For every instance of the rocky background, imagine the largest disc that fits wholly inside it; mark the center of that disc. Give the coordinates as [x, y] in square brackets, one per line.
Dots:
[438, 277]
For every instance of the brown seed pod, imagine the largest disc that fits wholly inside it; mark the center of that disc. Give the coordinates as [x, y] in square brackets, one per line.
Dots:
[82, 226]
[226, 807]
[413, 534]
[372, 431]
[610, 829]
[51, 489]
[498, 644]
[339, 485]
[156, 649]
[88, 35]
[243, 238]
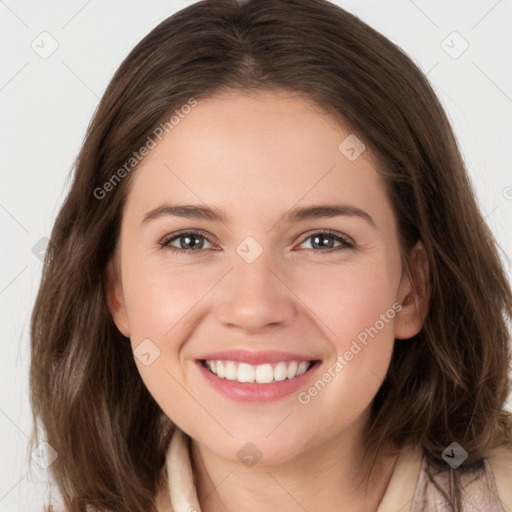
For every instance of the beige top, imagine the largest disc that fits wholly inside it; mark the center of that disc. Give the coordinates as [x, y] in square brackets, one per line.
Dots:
[414, 485]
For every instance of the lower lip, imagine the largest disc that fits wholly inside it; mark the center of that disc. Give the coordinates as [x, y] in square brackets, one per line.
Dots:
[253, 392]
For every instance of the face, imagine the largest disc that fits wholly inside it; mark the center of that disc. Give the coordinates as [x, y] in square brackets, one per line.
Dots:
[271, 284]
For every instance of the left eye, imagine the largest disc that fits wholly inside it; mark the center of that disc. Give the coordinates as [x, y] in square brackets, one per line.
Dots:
[193, 242]
[190, 242]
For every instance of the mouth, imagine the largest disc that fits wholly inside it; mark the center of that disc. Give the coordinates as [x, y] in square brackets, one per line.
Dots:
[263, 382]
[266, 373]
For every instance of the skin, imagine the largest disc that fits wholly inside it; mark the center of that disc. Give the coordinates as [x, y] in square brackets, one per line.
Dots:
[255, 157]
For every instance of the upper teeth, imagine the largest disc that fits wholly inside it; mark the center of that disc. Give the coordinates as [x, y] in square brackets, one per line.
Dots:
[261, 373]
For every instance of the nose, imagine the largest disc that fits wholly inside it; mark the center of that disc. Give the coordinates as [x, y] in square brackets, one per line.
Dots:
[256, 297]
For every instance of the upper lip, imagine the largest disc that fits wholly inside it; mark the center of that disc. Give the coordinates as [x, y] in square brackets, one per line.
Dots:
[252, 357]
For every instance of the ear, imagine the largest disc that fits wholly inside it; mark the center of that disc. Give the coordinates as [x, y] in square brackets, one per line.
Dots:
[115, 298]
[413, 294]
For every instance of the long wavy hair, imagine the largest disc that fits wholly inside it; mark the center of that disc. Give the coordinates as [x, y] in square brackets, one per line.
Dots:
[450, 382]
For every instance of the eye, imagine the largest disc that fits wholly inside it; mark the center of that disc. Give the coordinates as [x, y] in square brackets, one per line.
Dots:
[324, 240]
[193, 242]
[188, 241]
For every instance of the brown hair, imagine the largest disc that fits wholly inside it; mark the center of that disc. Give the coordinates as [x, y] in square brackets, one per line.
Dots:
[449, 383]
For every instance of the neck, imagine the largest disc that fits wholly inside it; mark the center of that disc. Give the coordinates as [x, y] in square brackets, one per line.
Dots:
[330, 476]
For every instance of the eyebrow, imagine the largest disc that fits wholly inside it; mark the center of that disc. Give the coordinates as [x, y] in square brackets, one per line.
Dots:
[190, 211]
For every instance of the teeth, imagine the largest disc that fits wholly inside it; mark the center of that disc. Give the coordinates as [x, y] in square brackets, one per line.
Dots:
[261, 373]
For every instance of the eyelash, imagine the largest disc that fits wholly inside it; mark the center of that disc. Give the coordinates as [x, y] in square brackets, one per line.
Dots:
[347, 243]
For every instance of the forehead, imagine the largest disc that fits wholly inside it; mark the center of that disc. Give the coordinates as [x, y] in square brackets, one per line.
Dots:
[253, 153]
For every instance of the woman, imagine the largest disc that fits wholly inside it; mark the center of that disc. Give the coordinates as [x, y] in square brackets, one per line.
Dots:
[191, 347]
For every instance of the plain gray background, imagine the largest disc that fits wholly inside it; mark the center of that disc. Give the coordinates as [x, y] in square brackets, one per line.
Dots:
[47, 100]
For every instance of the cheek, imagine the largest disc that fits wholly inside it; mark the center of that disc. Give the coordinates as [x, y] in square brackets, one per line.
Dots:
[347, 299]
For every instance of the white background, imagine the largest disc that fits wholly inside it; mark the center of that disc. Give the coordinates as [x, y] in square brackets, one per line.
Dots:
[46, 105]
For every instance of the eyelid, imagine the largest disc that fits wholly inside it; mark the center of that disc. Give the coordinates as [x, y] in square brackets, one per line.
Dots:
[347, 242]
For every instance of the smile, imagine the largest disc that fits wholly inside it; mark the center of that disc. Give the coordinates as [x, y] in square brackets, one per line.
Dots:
[261, 374]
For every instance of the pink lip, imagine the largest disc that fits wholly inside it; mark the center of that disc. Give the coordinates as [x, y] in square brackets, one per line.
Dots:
[252, 357]
[254, 392]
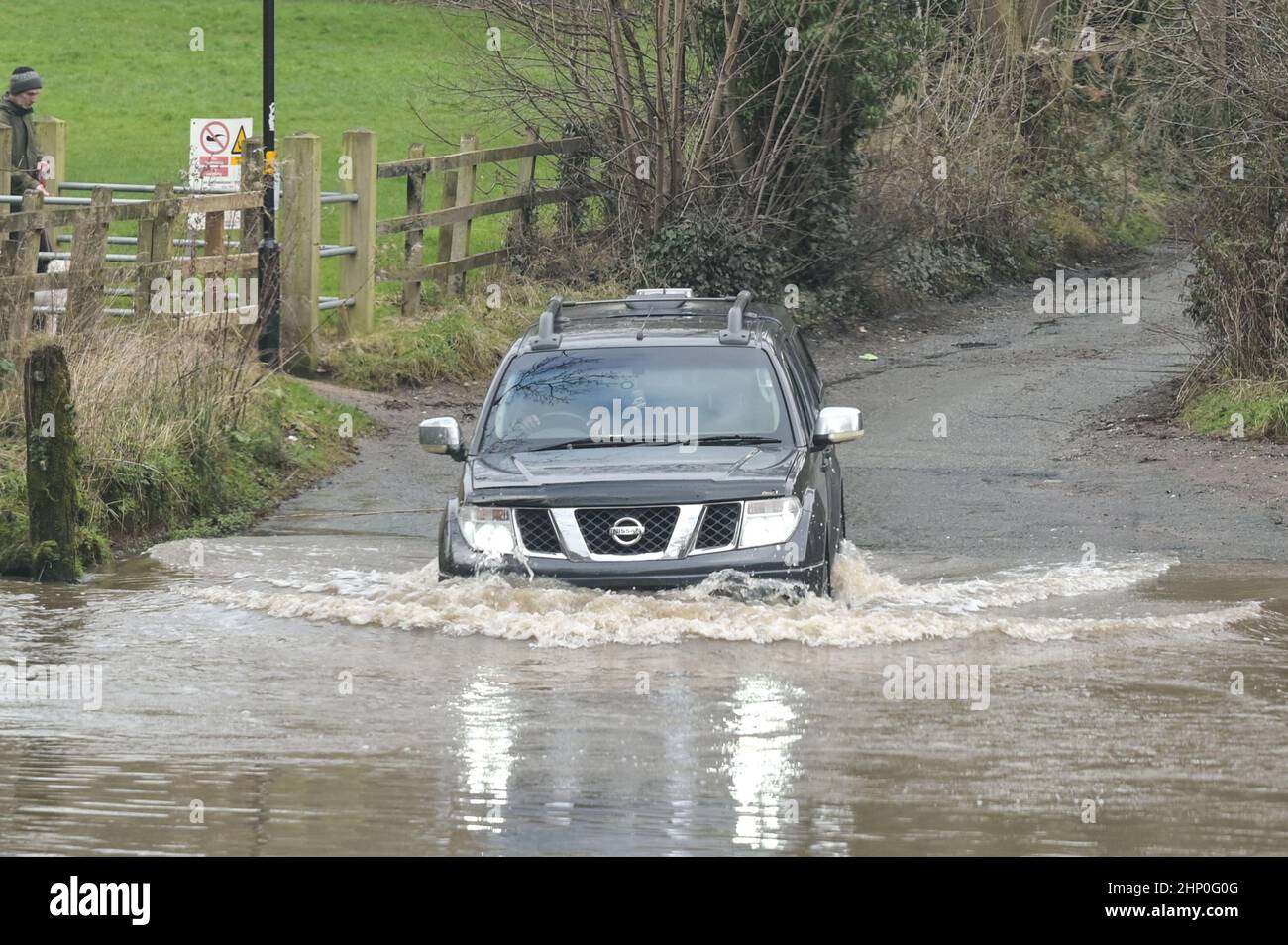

■ **WRITTEN PROBLEM**:
Lay out the lines above as a numbered list, skipping any blank lines and leaving out the pictures.

■ **PROBLEM SOLUTION**:
1. For every instance of the rocky background, imagine the largest disc that fits wholly inside it; mark the center of that disc. Give the coordinates as [x, y] in square brackets, one per line.
2. Dots:
3. [438, 277]
4. For every instance of the brown seed pod, imagine the largest disc that fits wholly inside it; mark the center of that disc. Give the coordinates as [x, y] in square brackets, one per line.
5. Dots:
6. [82, 226]
7. [226, 807]
8. [413, 534]
9. [372, 431]
10. [610, 829]
11. [51, 489]
12. [498, 644]
13. [339, 485]
14. [156, 649]
15. [88, 35]
16. [243, 238]
17. For every instance of the beige top, imagine the largest disc that fits wholly inside it; mark the center of that disc. Give the coordinates as [x, y] in square brackets, one per line.
18. Dots:
19. [414, 485]
20. For every instance of the lower lip, imagine the largest disc that fits wholly inside it; mark the center of that disc. Give the coordinates as [x, y] in square brackets, one per line.
21. Dots:
22. [253, 392]
23. For every instance of the face, imagine the largest disc that fits wholly inside it; mark the center of that disc. Give the coordinates as [x, y] in square brackets, one per line.
24. Dots:
25. [271, 284]
26. For every instance of the left eye, imagine the largest disc that fits wholly inside it; mark the center of that disc. Give the coordinates as [x, y] in square brackets, one per line.
27. Dots:
28. [193, 242]
29. [190, 242]
30. For every instance of the mouth, imagine the largest disc that fits wholly inside it; mark the center of that disc. Give the coordinates as [x, y] in square brackets, one per line.
31. Dots:
32. [263, 382]
33. [266, 373]
34. For every instance of the skin, imagine the largest disc that fits wholly inside it; mark the center of that disc. Give the coordinates as [x, y] in square brackets, one per line.
35. Dots:
36. [255, 157]
37. For every instance of the upper teeth, imagine the largest disc that fits wholly inside it; mark the center of that disc. Give the coordinates as [x, y] in square brackets, one per line.
38. Dots:
39. [261, 373]
40. For every instance of the nose, imagine the largest disc that fits wholly inside it; mark the center of that disc. Give the coordinates as [x, y] in square brackets, one per line.
41. Dots:
42. [256, 297]
43. For every instance of the upper lip, imagine the largest disc that fits wholly inside it; mark the center of that disc. Give the coordinates as [x, y] in square brackets, one per line.
44. Dots:
45. [252, 357]
46. For every instance of the ear, imagine the largest disc that fits wholly inside it; mark the center of that disc. Give the coordinates as [x, y] in square brackets, one per line.
47. Dots:
48. [115, 298]
49. [413, 294]
50. For every instance of the long wavy hair, imagine the largest disc that fits wholly inside it; mark the center of that disc. Give the coordinates as [x, y] in square brackets, one per line.
51. Dots:
52. [450, 382]
53. For every instance of the eye, imagine the largest disc that fits wholly inside it; mark the center of that disc. Give the coordinates as [x, y] in square brackets, one per line.
54. Dots:
55. [324, 240]
56. [193, 242]
57. [188, 241]
58. For every instance of the brown hair, imagine the largest disc that fits wholly inside it; mark the center of that disc. Give the coordinates as [x, y] in square brackets, one per line.
59. Dots:
60. [449, 383]
61. For every instance of the neck, imagine the largest disc that fits wholly inside it; mark the center of that disc. Give the coordinates as [x, y] in square brackets, one per line.
62. Dots:
63. [330, 476]
64. For every instance of the eyebrow, imagine the largest disc that fits wholly inside it; mark the center of that disc. Give the coordinates as [x, y] in square brackets, one per line.
65. Dots:
66. [190, 211]
67. For every instance of the teeth, imagine the largest disc that fits wholly inside it; mark the center of that disc. Give the coordinates as [x, y] in square brackets, one per line.
68. Dots:
69. [261, 373]
70. For every instance of the eyelash, imagine the largest disc that fits wholly inside it; mark the center of that disc. Give the coordinates as [x, y] in square brackets, one per line.
71. Dots:
72. [347, 243]
73. For every instance of the forehead, imagine the largest disc that fits wholly inside it; mark the center of that disc. Give the coordinates as [x, y] in square brackets, one per line.
74. Dots:
75. [253, 153]
76. For every instance of the woman, imagine the largest disc that fits wholly inside it; mark the center of that disc. Give the coordinates as [x, y] in square brackets, one per line.
77. Dots:
78. [191, 347]
79. For every instance of the plain gray background, imagine the largest disc that fits wholly inside it; mark the center of that disc. Give the coordinates as [x, y] in square brackets, one per line.
80. Dots:
81. [47, 100]
82. For every instance of the cheek, imagine the largest disc that fits wholly inside it; mark the center of that disc. Give the coordinates as [x, y] in square brackets, one per line.
83. Dots:
84. [347, 299]
85. For every instance of the white background, imagine the largest disc that fits wholly inside it; mark the center of that disc. Give the coordinates as [x, y] in square brackets, one per line.
86. Dots:
87. [46, 105]
88. For every instance of the eyelid, imagine the largest disc that fits wholly inside it; mark the center of that disc. Give the coordinates as [x, y] in square brackets, one per line.
89. Dots:
90. [347, 242]
91. For every instance of the smile, imagine the largest disc that fits wholly inside it; mark the center of that disc. Give the coordinates as [x, y] in square brackets, one per line.
92. Dots:
93. [261, 374]
94. For every instance of the pink lip, imagine the largest disc that fits wholly inside it; mark the center of that disc. Give the coordinates as [x, y] in square brackets, one per line.
95. Dots:
96. [252, 357]
97. [254, 392]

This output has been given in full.